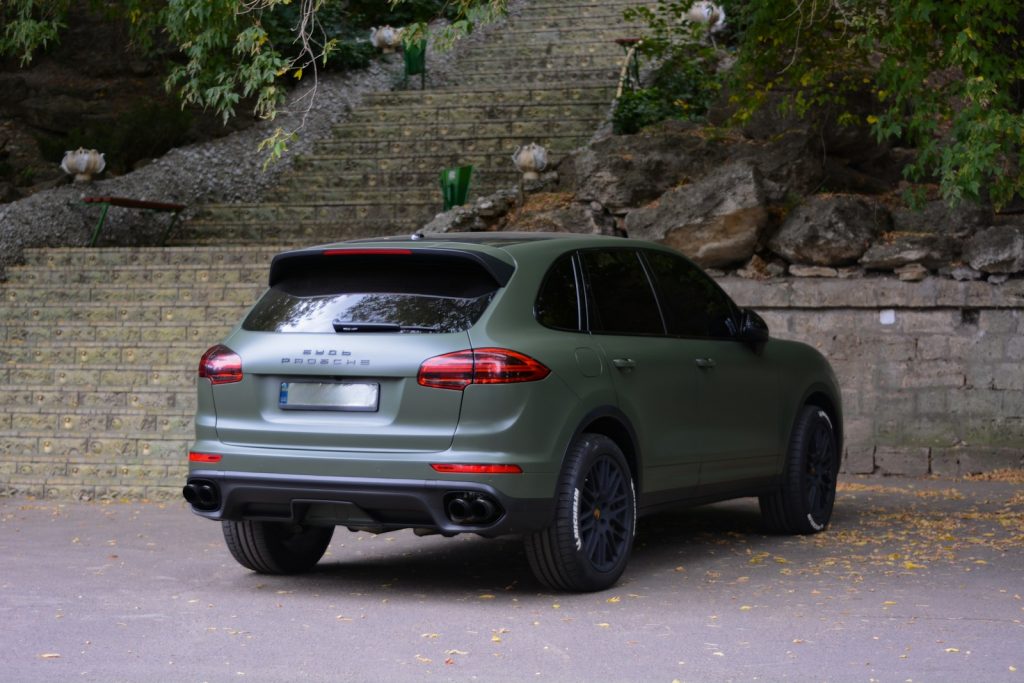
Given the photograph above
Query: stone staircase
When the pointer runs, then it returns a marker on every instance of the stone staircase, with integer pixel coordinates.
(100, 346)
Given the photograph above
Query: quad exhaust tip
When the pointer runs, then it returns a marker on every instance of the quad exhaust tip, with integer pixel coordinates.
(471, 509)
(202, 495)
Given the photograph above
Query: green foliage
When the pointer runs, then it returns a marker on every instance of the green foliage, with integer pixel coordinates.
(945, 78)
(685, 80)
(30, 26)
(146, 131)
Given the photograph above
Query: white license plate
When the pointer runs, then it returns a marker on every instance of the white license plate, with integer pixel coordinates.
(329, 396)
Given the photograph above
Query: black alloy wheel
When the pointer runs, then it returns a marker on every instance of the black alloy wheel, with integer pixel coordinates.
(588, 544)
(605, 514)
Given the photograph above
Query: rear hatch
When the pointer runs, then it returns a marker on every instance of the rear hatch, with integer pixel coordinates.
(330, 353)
# # # # # # #
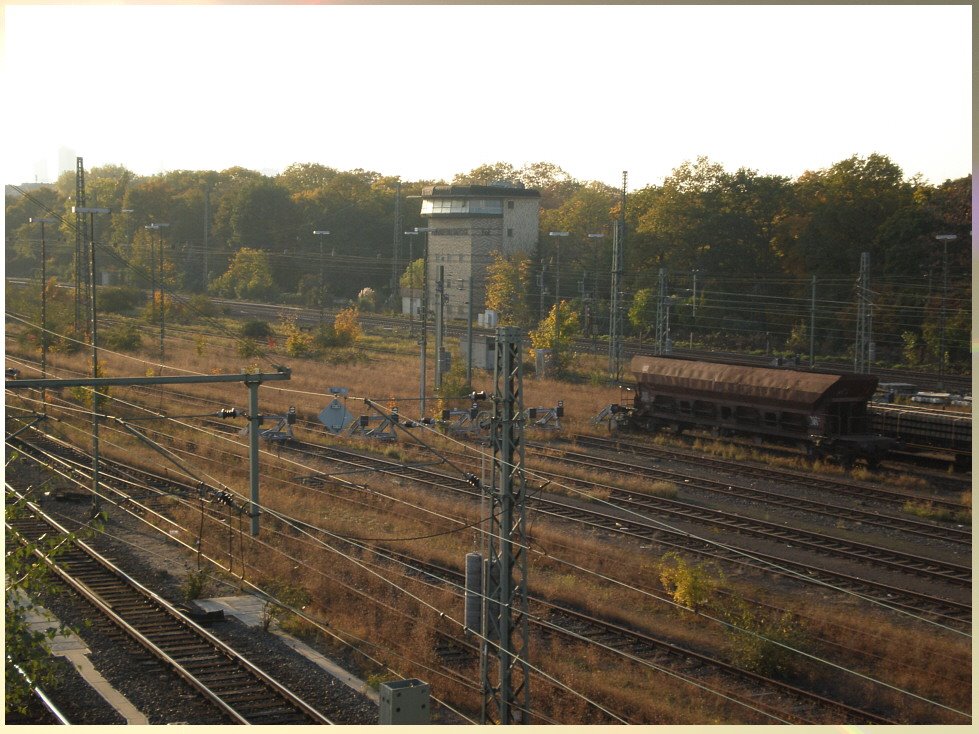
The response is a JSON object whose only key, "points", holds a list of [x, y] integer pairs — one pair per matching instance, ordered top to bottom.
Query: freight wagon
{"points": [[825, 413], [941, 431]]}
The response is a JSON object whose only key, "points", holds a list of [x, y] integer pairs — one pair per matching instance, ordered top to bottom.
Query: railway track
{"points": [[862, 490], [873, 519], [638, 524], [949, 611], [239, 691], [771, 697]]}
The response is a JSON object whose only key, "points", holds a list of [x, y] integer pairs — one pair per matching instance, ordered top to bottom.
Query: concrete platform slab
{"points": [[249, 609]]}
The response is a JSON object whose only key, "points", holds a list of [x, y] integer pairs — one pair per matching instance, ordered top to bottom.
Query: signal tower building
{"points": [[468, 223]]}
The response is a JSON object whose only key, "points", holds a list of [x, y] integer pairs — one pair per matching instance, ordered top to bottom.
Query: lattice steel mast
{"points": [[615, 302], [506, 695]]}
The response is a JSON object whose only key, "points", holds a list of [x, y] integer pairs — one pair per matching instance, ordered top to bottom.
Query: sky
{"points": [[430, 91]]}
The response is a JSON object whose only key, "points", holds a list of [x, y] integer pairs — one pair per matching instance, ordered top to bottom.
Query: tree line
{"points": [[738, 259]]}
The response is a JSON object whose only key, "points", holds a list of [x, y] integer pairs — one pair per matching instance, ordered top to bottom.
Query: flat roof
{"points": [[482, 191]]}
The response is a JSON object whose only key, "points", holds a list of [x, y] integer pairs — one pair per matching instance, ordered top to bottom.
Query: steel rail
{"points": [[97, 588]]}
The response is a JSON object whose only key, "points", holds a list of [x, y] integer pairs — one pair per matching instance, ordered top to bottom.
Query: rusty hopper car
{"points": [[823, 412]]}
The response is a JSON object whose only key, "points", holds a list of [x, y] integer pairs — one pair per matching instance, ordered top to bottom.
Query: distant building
# # # # # # #
WORK TASK ->
Of all the entries above, output exactly the lines between the one holding "Query: freight wagon" and the one holding "Query: distant building", inclusive.

RESULT ->
Query: freight wagon
{"points": [[825, 413], [941, 431]]}
The response is a JSON object whose only key, "points", holds a list of [x, y] integer pairs — one pair per matching instance, ordered top to bottom.
Query: railway track
{"points": [[862, 490], [873, 519], [638, 524], [949, 611], [239, 691], [771, 697]]}
The response is a JSON object whose only key, "points", holds a list of [x, y] integer pairs — one pair per matching instance, ordered top to bottom.
Query: concrete platform slab
{"points": [[249, 609]]}
The response is a JSON object whose only key, "points", holds a list of [x, y] integer pairs — one pair per matching instance, ordered top to bottom.
Query: signal tower building
{"points": [[468, 223]]}
The response is a JSON object whose only key, "points", holds a list of [x, y] integer pairs — one pair per matching instance, ordered top to bottom.
Query: lattice steel mast
{"points": [[615, 302], [506, 695]]}
The response is a JSON object whose only key, "points", holds a list of [x, y] integer pairs — one pair per matching instance, ordered top to bottom.
Query: sky
{"points": [[430, 91]]}
The response is a JSON object whose only key, "points", holds a list of [x, y] integer pairs — one pair per matching instance, ordered top to bottom.
Query: tree line
{"points": [[738, 259]]}
The response is a JSON object whose only key, "points", holds a list of [x, y] integer pairs — one pair per matching instance, ordered top to bottom.
Query: flat roof
{"points": [[482, 191]]}
The response is a JSON object whose only key, "points", holds a list of [x, y] integer pairs — one pair per matching instance, ordered top to bottom.
Query: steel rail
{"points": [[97, 588]]}
The response is a JSON object whose only key, "points", holds a list of [x, y] integer pairs — one pair per matching instance, ordered top to bottom.
Query: rusty hopper car
{"points": [[823, 412]]}
The response is a JSON object whose only key, "points", holds a list of [x, y] integer pairs — one pair per matching instance, ordered top to bottom.
Query: distant building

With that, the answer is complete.